** Opening Excerpt provided block **

It’s said that wisdom teeth are called such because they appear in your mouth not while you’re still a kid, but when you get much older — when you’ve supposedly become wiser and more mature from going through experiences in life.
That may be so, you think — but sometimes, writhing in agony for extended periods of time due to the pain caused by an emerging, misaligned, infected or impacted wisdom tooth, and not being able to do anything about it on your own, can make you feel hopeless and not-so-wise after all.
But there’s certainly no reason for you to grit your teeth (so to speak) and simply bear the pain — not when there are skilled dentists in your area who can look at your wisdom tooth and determine the best course of action to take.
To help you learn more about this specific tooth, check out the brief guide provided below.
What are wisdom teeth?
The term refers to the third and last set of molars that most people get during their teenage years or early 20s.
They aren’t bad news per se, but they often become misaligned and unhealthy, angling inward, outward, toward or away from the second molars, or horizontally. This poor alignment can cause damage to the nerves, the nearby teeth, and the jawbone.
Impaction can also occur. An impacted wisdom tooth is one that only partially broke through the gums, or is enclosed within the jawbone and/or the tissue. These create an opening around the tooth that can be entered by bacteria, causing an infection that will bring pain, swelling, and stiffness in the jaw.
Wisdom teeth that only partially erupted are also hard to reach with a toothbrush and dental floss, so caring for them is difficult. It’s common for wisdom teeth and its surrounding area to become more prone to tooth decay and gum disease.
When these things happen, removal is typically required.
How will I know if I have wisdom teeth?
You can undergo an examination by your dentist NYC residents may be taken through periodic X-rays to evaluate the presence and alignment of any wisdom teeth. From their observations, they can recommend an early extraction, so that more painful, lengthy or complex procedures in the future can be prevented. Also, the younger you are at the time of removal, the quicker your recovery and healing time will be.
What happens during and after wisdom tooth removal?
Wisdom teeth that have fully erupted through the gums can be easily extracted, like a typical tooth. Those that remain partially enclosed in tissue, however, can be reached by making a small incision in the gums and then extracted in small sections.
Your dentist will use a local anesthetic to numb the wisdom tooth and the surrounding tissue, along with a sedative if it’s needed to control your anxiety, before extraction takes place.
After the procedure, you can expect some bleeding and facial swelling for the first 24 hours. You can be advised to apply constant pressure on the area of the extraction with clean, moist gauze and to avoid rinsing or spitting, sucking actions, and hot liquids to prevent the clot in the space from dislodging. Ice wrapped in cloth can help bring down the facial swelling. And your dentist can prescribe antibiotics and pain medication for a specific period to help with your recovery.

** Closing Excerpt provided block **

Assigned task A:
Answer these from the wisdom teeth guide:
(i) At what ages do most people get their wisdom teeth?
(ii) What does the dentist use to numb the wisdom tooth and the surrounding tissue before extraction?
(iii) For how long after the procedure can bleeding and facial swelling be expected?
Assigned task B: According to the wisdom teeth guide, what can poor alignment of wisdom teeth damage? List each one.
Assigned task C: Reproduce the part of the wisdom teeth guide starting at "That may be" and ending at "action to take.".
You won't need the records that come after the wisdom teeth guide.

** Opening Records shown block **

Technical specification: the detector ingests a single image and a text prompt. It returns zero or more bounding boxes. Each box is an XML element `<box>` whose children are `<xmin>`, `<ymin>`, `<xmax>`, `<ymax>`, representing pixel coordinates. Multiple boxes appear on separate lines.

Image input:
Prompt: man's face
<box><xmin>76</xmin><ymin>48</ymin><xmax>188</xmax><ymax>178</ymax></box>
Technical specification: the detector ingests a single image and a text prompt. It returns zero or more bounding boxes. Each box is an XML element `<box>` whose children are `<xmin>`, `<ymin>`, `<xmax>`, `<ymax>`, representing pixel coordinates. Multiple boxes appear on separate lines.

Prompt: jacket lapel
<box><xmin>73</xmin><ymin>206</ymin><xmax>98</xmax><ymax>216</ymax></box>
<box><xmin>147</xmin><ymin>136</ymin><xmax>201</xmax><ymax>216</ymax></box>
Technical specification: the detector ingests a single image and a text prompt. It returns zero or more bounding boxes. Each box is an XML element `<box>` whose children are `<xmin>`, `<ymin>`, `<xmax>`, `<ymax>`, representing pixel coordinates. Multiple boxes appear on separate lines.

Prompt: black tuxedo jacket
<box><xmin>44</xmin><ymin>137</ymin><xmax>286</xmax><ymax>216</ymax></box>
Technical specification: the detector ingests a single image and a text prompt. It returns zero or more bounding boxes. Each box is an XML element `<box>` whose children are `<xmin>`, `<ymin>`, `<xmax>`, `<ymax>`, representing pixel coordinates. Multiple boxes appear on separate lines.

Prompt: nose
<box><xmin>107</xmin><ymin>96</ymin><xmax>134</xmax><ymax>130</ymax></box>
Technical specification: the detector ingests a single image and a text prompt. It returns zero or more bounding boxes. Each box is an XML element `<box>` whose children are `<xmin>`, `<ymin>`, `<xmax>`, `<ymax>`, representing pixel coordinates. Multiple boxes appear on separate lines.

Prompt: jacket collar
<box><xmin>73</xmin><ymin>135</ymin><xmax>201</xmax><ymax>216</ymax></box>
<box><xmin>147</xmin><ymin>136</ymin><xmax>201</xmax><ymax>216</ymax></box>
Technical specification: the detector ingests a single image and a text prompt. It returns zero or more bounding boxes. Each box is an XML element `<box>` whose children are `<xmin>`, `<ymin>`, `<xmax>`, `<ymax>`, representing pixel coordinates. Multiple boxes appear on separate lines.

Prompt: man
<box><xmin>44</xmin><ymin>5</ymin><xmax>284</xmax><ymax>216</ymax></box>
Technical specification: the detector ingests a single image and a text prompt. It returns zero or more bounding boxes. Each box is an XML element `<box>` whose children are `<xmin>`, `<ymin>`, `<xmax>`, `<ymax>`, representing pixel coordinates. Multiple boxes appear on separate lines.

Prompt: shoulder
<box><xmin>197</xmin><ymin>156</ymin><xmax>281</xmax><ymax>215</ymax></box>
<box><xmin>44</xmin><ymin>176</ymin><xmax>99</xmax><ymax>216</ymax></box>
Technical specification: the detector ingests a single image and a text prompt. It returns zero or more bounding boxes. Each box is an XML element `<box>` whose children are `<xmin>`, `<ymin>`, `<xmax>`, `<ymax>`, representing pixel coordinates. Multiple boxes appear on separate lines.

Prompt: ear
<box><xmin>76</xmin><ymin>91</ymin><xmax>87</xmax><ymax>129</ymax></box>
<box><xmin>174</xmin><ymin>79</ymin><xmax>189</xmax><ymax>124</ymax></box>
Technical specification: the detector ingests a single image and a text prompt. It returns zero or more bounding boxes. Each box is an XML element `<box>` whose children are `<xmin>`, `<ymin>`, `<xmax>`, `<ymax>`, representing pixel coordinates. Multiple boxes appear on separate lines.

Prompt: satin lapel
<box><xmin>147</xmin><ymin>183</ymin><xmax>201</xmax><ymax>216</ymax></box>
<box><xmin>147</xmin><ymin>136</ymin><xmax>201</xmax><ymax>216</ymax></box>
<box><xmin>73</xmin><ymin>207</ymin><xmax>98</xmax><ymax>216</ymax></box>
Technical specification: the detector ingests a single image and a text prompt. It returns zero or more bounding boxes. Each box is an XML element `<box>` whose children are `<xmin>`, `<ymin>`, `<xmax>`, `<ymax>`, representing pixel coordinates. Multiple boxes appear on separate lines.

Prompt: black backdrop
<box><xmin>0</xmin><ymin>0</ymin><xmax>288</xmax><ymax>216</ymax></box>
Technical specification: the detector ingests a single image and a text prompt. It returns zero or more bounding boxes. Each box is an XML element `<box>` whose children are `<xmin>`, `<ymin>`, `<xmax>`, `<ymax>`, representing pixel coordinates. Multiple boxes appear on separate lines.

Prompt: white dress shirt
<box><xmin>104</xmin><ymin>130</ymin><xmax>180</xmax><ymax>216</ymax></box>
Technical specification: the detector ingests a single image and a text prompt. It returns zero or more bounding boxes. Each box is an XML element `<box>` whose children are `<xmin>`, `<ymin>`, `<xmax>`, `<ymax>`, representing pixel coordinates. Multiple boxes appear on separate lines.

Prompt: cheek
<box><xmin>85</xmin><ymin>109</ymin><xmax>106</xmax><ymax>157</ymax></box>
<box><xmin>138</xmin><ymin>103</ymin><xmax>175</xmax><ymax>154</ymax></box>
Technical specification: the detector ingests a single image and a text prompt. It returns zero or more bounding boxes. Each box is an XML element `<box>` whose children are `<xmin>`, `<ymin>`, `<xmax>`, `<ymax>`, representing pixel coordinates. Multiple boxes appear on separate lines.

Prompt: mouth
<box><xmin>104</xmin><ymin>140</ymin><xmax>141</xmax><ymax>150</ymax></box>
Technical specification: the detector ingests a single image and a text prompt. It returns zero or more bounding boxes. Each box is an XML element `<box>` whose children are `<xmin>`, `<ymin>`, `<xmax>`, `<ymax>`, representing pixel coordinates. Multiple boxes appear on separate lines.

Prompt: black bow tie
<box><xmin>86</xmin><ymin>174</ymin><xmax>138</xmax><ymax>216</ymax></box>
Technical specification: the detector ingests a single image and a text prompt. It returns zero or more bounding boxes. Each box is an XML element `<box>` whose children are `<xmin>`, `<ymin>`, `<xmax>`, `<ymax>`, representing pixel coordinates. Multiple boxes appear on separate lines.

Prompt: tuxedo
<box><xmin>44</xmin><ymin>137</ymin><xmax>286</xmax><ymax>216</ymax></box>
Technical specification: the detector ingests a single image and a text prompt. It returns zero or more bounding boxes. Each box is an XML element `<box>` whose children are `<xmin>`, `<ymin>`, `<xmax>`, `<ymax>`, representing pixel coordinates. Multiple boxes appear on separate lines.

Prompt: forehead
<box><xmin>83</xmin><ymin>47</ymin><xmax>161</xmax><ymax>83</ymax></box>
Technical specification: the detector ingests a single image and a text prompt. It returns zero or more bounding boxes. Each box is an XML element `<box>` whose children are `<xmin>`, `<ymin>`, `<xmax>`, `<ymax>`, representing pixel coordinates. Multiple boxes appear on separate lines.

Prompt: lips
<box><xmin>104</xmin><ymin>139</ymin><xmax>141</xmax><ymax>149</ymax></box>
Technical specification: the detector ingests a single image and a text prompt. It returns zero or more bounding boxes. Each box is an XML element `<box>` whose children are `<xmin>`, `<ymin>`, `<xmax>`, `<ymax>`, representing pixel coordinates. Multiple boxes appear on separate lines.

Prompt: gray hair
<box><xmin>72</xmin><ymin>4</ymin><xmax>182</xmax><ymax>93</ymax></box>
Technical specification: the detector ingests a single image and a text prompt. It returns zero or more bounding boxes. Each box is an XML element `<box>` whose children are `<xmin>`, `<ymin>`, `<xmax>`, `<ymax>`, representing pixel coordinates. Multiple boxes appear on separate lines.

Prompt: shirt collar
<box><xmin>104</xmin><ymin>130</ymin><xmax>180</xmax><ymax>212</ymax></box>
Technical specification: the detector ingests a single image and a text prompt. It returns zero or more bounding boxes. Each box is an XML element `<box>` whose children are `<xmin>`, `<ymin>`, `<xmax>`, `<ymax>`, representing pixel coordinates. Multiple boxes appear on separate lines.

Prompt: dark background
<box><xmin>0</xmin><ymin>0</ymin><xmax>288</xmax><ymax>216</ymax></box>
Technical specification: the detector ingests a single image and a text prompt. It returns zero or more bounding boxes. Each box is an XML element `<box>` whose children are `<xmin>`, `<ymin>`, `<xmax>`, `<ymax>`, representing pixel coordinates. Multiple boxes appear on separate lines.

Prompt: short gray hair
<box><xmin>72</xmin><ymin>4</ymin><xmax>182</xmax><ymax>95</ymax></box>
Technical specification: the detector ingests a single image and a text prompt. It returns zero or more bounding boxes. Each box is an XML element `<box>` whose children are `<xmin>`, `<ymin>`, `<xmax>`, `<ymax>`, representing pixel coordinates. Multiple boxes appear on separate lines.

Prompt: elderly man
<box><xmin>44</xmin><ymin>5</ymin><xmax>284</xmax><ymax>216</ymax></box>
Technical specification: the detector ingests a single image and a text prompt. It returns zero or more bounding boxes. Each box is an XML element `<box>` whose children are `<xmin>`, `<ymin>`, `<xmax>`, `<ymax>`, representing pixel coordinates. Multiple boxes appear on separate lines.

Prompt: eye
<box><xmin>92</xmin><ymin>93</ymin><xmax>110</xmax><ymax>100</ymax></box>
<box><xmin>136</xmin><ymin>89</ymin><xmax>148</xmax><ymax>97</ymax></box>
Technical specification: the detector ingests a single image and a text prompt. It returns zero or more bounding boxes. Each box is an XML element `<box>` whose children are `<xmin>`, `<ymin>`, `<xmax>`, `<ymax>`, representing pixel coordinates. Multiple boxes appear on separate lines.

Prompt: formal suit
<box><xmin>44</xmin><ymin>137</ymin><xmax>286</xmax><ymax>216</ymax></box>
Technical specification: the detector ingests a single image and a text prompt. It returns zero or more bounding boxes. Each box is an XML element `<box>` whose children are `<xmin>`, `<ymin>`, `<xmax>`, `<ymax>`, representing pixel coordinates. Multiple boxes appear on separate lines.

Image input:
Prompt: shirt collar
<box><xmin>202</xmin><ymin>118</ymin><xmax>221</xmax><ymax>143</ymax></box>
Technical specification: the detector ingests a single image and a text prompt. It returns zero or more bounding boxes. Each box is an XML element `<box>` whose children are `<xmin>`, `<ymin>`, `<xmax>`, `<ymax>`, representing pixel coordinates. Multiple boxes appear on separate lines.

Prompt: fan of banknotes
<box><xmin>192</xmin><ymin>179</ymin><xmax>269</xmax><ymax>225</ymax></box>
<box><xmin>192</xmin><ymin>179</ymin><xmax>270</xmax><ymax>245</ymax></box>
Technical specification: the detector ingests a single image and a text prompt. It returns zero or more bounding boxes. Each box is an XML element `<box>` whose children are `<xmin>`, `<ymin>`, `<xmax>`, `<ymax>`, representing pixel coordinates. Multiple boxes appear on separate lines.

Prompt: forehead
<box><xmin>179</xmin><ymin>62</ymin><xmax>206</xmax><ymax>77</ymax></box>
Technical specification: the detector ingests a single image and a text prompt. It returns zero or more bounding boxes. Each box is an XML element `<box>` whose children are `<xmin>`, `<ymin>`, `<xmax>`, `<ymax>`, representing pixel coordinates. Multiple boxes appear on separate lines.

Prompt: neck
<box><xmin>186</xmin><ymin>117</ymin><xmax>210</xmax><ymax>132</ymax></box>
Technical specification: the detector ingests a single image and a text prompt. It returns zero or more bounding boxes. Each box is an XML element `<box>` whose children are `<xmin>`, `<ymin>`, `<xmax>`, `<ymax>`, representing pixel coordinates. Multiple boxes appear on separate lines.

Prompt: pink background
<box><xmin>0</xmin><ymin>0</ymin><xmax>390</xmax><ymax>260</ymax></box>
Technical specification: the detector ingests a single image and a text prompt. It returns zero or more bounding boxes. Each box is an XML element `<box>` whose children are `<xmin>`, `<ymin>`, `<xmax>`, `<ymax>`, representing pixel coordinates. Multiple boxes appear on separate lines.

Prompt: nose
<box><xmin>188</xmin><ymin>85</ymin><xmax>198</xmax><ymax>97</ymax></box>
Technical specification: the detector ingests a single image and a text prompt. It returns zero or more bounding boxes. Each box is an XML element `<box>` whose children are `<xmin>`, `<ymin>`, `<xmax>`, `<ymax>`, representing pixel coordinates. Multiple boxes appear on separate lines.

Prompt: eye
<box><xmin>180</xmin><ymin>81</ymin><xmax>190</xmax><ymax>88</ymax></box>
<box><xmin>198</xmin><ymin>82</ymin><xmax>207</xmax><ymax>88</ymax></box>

** Closing Records shown block **

Answer space A:
(i) During their teenage years or early 20s.
(ii) A local anesthetic.
(iii) For the first 24 hours.

Answer space B:
- The nerves
- The nearby teeth
- The jawbone

Answer space C:
That may be so, you think — but sometimes, writhing in agony for extended periods of time due to the pain caused by an emerging, misaligned, infected or impacted wisdom tooth, and not being able to do anything about it on your own, can make you feel hopeless and not-so-wise after all.
But there’s certainly no reason for you to grit your teeth (so to speak) and simply bear the pain — not when there are skilled dentists in your area who can look at your wisdom tooth and determine the best course of action to take.